Fighting against fire by using fire is the move of firefighters in Africa and the Middle East. This fire is nourished with the presence of strategic mineral and natural resources if not the size of the national demand and market. Adding to this, the strategic location in terms of international competition and regional geo-political as well as national interests.
Within such a frame of portraying the conditions and the fundamental derivatives of the clashes taking place on the World Stage of Eco-Finance interactions and the International Stage of regional influences, China is defining new terms for recruiting new allies taking advantage of the weakness that have been created by the use of extreme force by the Western powers that are actually hostage of the Russian – Ukrainian War.
At the same time, the United States is not giving priority to its internal social imbalances and economic disparity undermining the strength of the social fabric of the American Society and the ideal of the most advanced economy in the world. The real power of an economy is sharing and defending equity among its own citizens. Beating the rest of the world does not solve social problems but aggravates tensions among the constituency of the same world.
China has been following a path of conciliation and expansion that aims to build alliances and support its own regional and international initiatives. Within such political and geostrategic considerations, China is devoting resources and conducting Research and Development at the level of advanced sciences and technology to prove to the rest of its existing and potential allies that they can rely on the Chinese new power.

Exercise inputs:
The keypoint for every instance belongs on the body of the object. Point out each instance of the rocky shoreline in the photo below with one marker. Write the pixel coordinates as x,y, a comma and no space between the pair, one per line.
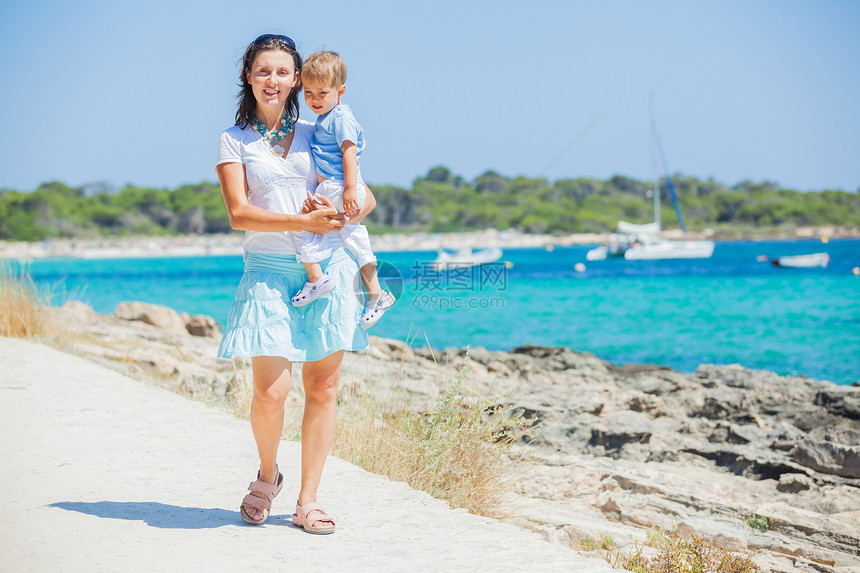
756,461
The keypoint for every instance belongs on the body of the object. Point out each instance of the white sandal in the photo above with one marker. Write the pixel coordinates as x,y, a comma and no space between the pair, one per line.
373,313
312,291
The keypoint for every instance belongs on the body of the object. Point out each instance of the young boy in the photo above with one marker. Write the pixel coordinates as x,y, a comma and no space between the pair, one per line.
337,144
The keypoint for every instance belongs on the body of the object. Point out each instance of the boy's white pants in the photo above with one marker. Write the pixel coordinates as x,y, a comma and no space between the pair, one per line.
313,248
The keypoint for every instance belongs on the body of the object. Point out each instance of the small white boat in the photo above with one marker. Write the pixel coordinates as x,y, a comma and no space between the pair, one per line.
466,258
660,249
815,260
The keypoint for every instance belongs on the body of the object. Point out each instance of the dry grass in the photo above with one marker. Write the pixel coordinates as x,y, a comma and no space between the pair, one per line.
457,452
23,309
676,554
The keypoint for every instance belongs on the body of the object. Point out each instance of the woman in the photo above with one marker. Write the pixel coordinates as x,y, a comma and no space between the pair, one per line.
266,172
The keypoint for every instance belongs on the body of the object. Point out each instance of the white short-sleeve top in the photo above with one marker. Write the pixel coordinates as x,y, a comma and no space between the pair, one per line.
275,183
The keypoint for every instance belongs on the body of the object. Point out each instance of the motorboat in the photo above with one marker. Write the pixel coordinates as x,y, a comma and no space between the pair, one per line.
814,260
465,258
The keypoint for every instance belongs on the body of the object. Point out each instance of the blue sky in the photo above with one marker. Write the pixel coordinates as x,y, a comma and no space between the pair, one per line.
138,92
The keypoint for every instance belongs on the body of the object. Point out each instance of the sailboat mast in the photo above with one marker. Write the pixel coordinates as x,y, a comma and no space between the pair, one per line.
655,189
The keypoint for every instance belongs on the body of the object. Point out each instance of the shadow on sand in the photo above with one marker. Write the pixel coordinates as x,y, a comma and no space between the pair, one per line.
160,515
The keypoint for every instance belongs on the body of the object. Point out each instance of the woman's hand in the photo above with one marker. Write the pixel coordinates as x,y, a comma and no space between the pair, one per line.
322,216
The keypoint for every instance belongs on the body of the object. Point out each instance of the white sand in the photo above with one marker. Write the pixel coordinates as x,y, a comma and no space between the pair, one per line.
104,473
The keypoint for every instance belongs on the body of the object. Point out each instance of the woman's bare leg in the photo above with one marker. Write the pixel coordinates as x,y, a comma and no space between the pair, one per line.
318,424
272,377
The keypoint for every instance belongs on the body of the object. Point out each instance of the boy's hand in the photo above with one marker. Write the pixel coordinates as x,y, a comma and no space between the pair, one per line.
312,203
350,201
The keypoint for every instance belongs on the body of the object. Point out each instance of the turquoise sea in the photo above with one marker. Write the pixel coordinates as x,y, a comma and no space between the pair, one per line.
727,309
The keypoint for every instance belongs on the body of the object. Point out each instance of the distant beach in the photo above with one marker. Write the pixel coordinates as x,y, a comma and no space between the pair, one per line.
231,244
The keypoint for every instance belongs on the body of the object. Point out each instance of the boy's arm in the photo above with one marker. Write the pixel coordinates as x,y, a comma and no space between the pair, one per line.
350,177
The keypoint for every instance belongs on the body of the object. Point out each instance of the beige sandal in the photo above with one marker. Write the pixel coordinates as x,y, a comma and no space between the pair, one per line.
264,504
309,515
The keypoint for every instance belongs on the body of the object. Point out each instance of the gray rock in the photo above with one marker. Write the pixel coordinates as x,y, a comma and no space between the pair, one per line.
793,483
829,457
840,401
201,325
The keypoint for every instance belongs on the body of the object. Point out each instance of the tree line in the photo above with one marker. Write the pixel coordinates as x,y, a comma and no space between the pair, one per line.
438,202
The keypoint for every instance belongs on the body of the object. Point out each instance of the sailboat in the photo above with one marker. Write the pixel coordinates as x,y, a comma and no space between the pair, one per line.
643,242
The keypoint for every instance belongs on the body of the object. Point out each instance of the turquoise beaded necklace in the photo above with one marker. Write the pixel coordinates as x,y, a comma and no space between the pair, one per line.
274,136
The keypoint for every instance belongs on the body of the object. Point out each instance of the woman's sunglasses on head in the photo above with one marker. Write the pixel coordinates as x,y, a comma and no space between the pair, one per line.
285,39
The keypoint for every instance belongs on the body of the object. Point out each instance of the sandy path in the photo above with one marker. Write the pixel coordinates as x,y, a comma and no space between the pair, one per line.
103,473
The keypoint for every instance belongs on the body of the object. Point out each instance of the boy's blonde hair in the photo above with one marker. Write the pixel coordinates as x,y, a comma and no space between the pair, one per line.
325,67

Task list:
a: Turn the records, from the line containing "of the sandy" through the end of the records, into a numbered list with blank lines left out.
b: Carry on the passage about China's alliance-building and rivalry with the Western powers from where it stops.

The replies:
a:
1. The keypoint for every instance belongs on the body of the object. Point out each instance of the sandy path in the photo above with one marker. Write the pixel coordinates as x,y, a comma and no space between the pair, one per line.
2. 103,473
3. The keypoint for every instance belongs on the body of the object. Point out each instance of the boy's blonde hair in the photo above with one marker. Write the pixel coordinates as x,y, a comma and no space between the pair, one per line.
4. 325,67

b:
China’s impressive economic growth and global interdependence have boosted its political influence, elevating it to superpower status. Meanwhile, the United States has seen a decline in its relative power on the world stage. This is not due to weakening on the United States’ part, but rather the result of China becoming stronger.
As China’s political and economic influence grows, it has taken a more assertive international stance. “Chinese leaders are in essence realist. Their making of Chinese foreign policy often starts from a careful assessment of China’s relative power in the world,” said Suisheng Zhao, a professor of Chinese politics and foreign policy at the University of Denver.
Meanwhile, Washington is increasingly worried about China’s rise.